** BEGIN **
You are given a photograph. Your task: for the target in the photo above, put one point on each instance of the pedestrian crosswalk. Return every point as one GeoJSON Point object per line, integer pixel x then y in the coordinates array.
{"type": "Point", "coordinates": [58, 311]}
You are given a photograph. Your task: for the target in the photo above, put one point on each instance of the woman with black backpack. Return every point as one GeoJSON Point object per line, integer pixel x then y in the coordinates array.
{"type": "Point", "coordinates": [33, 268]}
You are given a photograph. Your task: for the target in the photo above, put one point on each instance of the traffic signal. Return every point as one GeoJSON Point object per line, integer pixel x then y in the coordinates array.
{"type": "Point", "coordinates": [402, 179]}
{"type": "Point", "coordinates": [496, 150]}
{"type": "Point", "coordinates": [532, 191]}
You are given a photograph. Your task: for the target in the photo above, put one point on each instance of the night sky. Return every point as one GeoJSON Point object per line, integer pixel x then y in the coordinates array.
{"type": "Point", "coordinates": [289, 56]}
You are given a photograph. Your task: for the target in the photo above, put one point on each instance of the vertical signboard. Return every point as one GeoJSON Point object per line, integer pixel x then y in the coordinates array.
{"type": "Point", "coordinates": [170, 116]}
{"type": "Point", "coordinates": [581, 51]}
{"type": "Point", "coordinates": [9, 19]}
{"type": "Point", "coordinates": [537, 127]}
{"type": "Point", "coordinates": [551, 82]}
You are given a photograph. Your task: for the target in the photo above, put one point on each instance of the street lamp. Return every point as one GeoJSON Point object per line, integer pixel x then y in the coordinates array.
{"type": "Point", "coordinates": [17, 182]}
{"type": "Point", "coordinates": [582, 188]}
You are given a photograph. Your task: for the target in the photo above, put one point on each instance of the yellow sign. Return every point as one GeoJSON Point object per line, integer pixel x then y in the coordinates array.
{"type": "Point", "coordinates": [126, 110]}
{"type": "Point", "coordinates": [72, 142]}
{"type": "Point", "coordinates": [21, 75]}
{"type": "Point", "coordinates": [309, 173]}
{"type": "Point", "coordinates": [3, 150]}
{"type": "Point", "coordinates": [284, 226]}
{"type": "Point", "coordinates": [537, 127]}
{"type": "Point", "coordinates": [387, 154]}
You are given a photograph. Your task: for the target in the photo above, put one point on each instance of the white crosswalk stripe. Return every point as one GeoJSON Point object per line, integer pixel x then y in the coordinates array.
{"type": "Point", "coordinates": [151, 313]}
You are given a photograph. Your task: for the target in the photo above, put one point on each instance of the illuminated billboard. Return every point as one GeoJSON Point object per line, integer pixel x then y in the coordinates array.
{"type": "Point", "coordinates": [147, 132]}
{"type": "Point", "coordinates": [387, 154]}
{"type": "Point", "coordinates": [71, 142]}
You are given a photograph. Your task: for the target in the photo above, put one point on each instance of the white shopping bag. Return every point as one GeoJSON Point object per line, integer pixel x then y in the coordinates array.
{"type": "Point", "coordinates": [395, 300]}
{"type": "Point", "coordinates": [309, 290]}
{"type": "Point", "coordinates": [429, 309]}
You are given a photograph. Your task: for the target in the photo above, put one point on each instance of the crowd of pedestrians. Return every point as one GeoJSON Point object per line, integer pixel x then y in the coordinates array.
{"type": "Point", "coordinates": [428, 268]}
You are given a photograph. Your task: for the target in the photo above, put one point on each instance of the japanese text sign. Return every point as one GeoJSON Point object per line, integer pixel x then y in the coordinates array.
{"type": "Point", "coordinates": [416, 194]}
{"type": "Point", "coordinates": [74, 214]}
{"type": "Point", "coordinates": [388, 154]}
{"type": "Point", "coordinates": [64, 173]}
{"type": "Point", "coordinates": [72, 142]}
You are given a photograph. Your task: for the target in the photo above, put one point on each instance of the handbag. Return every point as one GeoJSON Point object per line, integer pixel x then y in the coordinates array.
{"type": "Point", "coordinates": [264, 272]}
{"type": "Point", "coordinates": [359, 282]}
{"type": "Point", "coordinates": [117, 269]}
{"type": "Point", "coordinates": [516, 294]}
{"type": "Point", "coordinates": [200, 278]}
** END **
(GOAL OF THE EXERCISE):
Starting with the line that contains "of the crowd", repeat each line through the last one exactly as it appears. Include both ends and nothing more.

(SOLUTION):
You are given a photograph. Your task: for the target in the photo above, put one point on each instance of the crowd of pedestrians. Return every point as one GeoJSON Point object per line, integer pixel x then y in the coordinates array.
{"type": "Point", "coordinates": [428, 268]}
You are given a photograph. Your task: for the target in the photo above, put one point on each instance of the japanese text sign. Return every point as one GeoJSON Point object per line, integer pixel x then y in the coordinates array.
{"type": "Point", "coordinates": [416, 194]}
{"type": "Point", "coordinates": [74, 214]}
{"type": "Point", "coordinates": [388, 154]}
{"type": "Point", "coordinates": [64, 173]}
{"type": "Point", "coordinates": [72, 142]}
You are given a photograph. Your task: for the target in the photo above, put one point on each instance of the handbag. Return every point as one GeoJSON Point object per line, integer pixel x then y in the coordinates array.
{"type": "Point", "coordinates": [264, 272]}
{"type": "Point", "coordinates": [359, 282]}
{"type": "Point", "coordinates": [117, 269]}
{"type": "Point", "coordinates": [516, 294]}
{"type": "Point", "coordinates": [200, 278]}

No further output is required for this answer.